◆ **Material provided**:
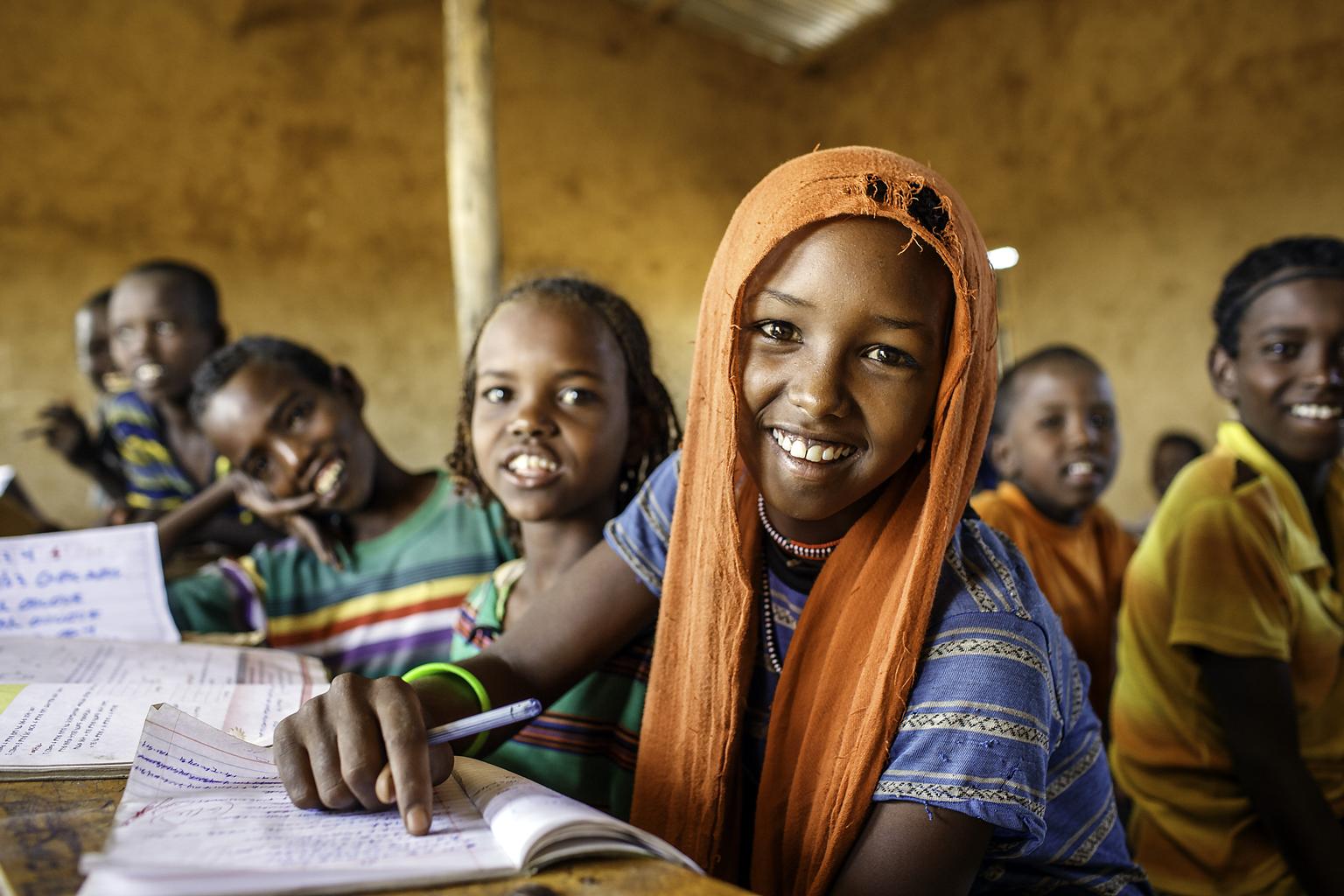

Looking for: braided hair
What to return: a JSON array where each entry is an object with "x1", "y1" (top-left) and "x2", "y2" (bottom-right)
[
  {"x1": 447, "y1": 276, "x2": 682, "y2": 526},
  {"x1": 1214, "y1": 236, "x2": 1344, "y2": 357}
]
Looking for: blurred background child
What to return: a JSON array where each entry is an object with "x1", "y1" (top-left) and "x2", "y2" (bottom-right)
[
  {"x1": 970, "y1": 346, "x2": 1134, "y2": 721},
  {"x1": 31, "y1": 288, "x2": 128, "y2": 522},
  {"x1": 449, "y1": 278, "x2": 682, "y2": 818},
  {"x1": 106, "y1": 255, "x2": 276, "y2": 556},
  {"x1": 1113, "y1": 238, "x2": 1344, "y2": 896},
  {"x1": 168, "y1": 336, "x2": 514, "y2": 676}
]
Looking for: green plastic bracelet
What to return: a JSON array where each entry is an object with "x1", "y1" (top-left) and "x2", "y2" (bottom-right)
[{"x1": 402, "y1": 662, "x2": 491, "y2": 756}]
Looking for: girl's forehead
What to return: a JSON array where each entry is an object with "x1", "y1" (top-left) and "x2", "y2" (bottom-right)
[
  {"x1": 1242, "y1": 278, "x2": 1344, "y2": 336},
  {"x1": 752, "y1": 216, "x2": 948, "y2": 281}
]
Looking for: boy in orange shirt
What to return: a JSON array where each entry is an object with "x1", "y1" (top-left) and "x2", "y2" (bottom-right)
[{"x1": 970, "y1": 346, "x2": 1134, "y2": 721}]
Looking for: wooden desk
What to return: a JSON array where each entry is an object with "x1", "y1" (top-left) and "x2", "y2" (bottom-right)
[{"x1": 0, "y1": 778, "x2": 745, "y2": 896}]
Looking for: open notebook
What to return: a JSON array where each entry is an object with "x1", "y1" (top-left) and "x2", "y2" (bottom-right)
[
  {"x1": 0, "y1": 638, "x2": 326, "y2": 780},
  {"x1": 80, "y1": 707, "x2": 699, "y2": 896}
]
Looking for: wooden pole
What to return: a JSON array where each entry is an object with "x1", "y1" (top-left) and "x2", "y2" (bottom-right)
[{"x1": 444, "y1": 0, "x2": 500, "y2": 359}]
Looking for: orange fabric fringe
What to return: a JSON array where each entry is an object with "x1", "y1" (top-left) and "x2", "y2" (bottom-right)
[{"x1": 633, "y1": 146, "x2": 998, "y2": 894}]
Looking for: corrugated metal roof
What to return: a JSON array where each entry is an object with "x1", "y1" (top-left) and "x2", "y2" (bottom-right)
[{"x1": 625, "y1": 0, "x2": 903, "y2": 65}]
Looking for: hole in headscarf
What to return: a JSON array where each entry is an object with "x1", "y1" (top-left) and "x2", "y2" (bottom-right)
[
  {"x1": 908, "y1": 181, "x2": 951, "y2": 236},
  {"x1": 868, "y1": 175, "x2": 891, "y2": 203}
]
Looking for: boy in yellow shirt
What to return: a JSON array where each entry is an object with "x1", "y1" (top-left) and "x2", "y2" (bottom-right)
[
  {"x1": 1111, "y1": 238, "x2": 1344, "y2": 896},
  {"x1": 970, "y1": 346, "x2": 1134, "y2": 723}
]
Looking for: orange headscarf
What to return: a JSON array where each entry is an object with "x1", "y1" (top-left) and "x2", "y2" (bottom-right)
[{"x1": 633, "y1": 146, "x2": 998, "y2": 893}]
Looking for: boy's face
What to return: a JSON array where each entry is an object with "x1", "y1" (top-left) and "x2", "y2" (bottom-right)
[
  {"x1": 200, "y1": 361, "x2": 378, "y2": 513},
  {"x1": 1211, "y1": 279, "x2": 1344, "y2": 464},
  {"x1": 992, "y1": 359, "x2": 1119, "y2": 525},
  {"x1": 472, "y1": 298, "x2": 630, "y2": 522},
  {"x1": 738, "y1": 218, "x2": 953, "y2": 542},
  {"x1": 75, "y1": 304, "x2": 117, "y2": 392},
  {"x1": 108, "y1": 274, "x2": 220, "y2": 404}
]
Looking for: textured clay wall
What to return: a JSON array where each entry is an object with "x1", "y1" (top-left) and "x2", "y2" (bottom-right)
[
  {"x1": 0, "y1": 0, "x2": 810, "y2": 524},
  {"x1": 816, "y1": 0, "x2": 1344, "y2": 519},
  {"x1": 0, "y1": 0, "x2": 1344, "y2": 522}
]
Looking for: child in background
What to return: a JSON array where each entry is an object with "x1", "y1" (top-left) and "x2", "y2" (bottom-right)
[
  {"x1": 31, "y1": 288, "x2": 126, "y2": 510},
  {"x1": 970, "y1": 346, "x2": 1134, "y2": 721},
  {"x1": 168, "y1": 336, "x2": 514, "y2": 676},
  {"x1": 276, "y1": 148, "x2": 1144, "y2": 893},
  {"x1": 1111, "y1": 238, "x2": 1344, "y2": 896},
  {"x1": 1148, "y1": 431, "x2": 1204, "y2": 501},
  {"x1": 106, "y1": 255, "x2": 276, "y2": 557},
  {"x1": 447, "y1": 278, "x2": 682, "y2": 818}
]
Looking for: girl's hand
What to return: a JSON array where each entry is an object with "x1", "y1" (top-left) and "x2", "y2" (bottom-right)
[
  {"x1": 24, "y1": 402, "x2": 98, "y2": 466},
  {"x1": 239, "y1": 470, "x2": 346, "y2": 570},
  {"x1": 274, "y1": 673, "x2": 453, "y2": 834}
]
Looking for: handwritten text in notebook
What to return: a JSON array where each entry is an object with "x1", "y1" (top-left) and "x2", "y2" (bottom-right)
[{"x1": 0, "y1": 522, "x2": 180, "y2": 640}]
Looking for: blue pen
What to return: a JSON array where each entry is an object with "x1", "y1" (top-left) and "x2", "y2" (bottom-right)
[{"x1": 427, "y1": 697, "x2": 542, "y2": 747}]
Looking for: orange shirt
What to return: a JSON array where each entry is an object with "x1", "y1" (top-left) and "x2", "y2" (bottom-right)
[{"x1": 970, "y1": 482, "x2": 1134, "y2": 720}]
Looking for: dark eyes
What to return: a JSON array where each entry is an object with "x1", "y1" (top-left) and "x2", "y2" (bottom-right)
[
  {"x1": 113, "y1": 321, "x2": 178, "y2": 342},
  {"x1": 755, "y1": 321, "x2": 802, "y2": 342},
  {"x1": 481, "y1": 386, "x2": 597, "y2": 407},
  {"x1": 285, "y1": 400, "x2": 313, "y2": 430},
  {"x1": 863, "y1": 346, "x2": 920, "y2": 367},
  {"x1": 752, "y1": 319, "x2": 920, "y2": 368},
  {"x1": 556, "y1": 387, "x2": 597, "y2": 407},
  {"x1": 1036, "y1": 412, "x2": 1116, "y2": 430},
  {"x1": 1261, "y1": 340, "x2": 1302, "y2": 361}
]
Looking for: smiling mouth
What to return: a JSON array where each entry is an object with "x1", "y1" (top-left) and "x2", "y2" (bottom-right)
[
  {"x1": 770, "y1": 429, "x2": 856, "y2": 464},
  {"x1": 313, "y1": 459, "x2": 346, "y2": 499},
  {"x1": 504, "y1": 452, "x2": 561, "y2": 475},
  {"x1": 1065, "y1": 461, "x2": 1101, "y2": 475},
  {"x1": 1287, "y1": 403, "x2": 1344, "y2": 421},
  {"x1": 132, "y1": 364, "x2": 164, "y2": 386}
]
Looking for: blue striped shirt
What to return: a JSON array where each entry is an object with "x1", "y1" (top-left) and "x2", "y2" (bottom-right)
[
  {"x1": 606, "y1": 454, "x2": 1149, "y2": 893},
  {"x1": 102, "y1": 392, "x2": 228, "y2": 510}
]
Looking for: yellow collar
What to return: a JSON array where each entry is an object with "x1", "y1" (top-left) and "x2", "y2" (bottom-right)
[{"x1": 1218, "y1": 421, "x2": 1344, "y2": 572}]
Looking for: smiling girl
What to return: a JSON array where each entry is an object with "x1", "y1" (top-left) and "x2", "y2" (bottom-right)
[
  {"x1": 276, "y1": 148, "x2": 1143, "y2": 893},
  {"x1": 435, "y1": 276, "x2": 682, "y2": 818},
  {"x1": 1111, "y1": 238, "x2": 1344, "y2": 896}
]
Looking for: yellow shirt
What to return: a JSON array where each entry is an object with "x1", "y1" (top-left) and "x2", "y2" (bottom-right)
[
  {"x1": 970, "y1": 482, "x2": 1134, "y2": 718},
  {"x1": 1110, "y1": 424, "x2": 1344, "y2": 896}
]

◆ **What you will do**:
Gather every line in the entries above that contains the word "wooden" and copy each one out in full.

◆ **Output below**:
Looking for: wooden desk
Looking for: wooden pole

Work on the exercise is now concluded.